(Text excerpt):
Flesh out the proposal

odersky · odersky · commit 383486fd83f4 · 2024-11-16T13:33:56.000+01:00
diff --git a/docs/_docs/internals/specialized-traits.md b/docs/_docs/internals/specialized-traits.md
@@ -1,6 +1,7 @@
-# Specialized Traits
+# Specialized Traits and Classes
 
 Specialization is one of the few remaining desirable features from Scala 2 that's are as yet missing in Scala 3. We could try to port the Scala 2 scheme, which would be non-trivial since the implementation is quite complex. But that scheme is problematic enough to suggest that we also look for alternatives. A possible alternative is described here. It is meant to complement the [proposal on inline traits](https://github.com/lampepfl/dotty/issues/15532). That proposal also contains a more detailed critique of Scala 2 specialization.

(Recorded information):
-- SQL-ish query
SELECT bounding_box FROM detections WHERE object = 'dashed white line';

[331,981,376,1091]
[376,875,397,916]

---

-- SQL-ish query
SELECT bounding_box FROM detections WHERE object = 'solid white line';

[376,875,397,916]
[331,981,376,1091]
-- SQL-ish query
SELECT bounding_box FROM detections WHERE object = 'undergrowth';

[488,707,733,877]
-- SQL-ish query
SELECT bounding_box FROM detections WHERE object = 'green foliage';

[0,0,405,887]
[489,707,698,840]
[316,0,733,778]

(Written task A): In the specialized traits commit, which proposal is the described alternative meant to complement?
(Written task B): From the specialized traits commit, write out the passage from "Flesh out the" to "Scala 2 specialization.".

(Correct output A): The proposal on inline traits.

(Correct output B):
Flesh out the proposal

odersky · odersky · commit 383486fd83f4 · 2024-11-16T13:33:56.000+01:00
diff --git a/docs/_docs/internals/specialized-traits.md b/docs/_docs/internals/specialized-traits.md
@@ -1,6 +1,7 @@
-# Specialized Traits
+# Specialized Traits and Classes
 
 Specialization is one of the few remaining desirable features from Scala 2 that's are as yet missing in Scala 3. We could try to port the Scala 2 scheme, which would be non-trivial since the implementation is quite complex. But that scheme is problematic enough to suggest that we also look for alternatives. A possible alternative is described here. It is meant to complement the [proposal on inline traits](https://github.com/lampepfl/dotty/issues/15532). That proposal also contains a more detailed critique of Scala 2 specialization.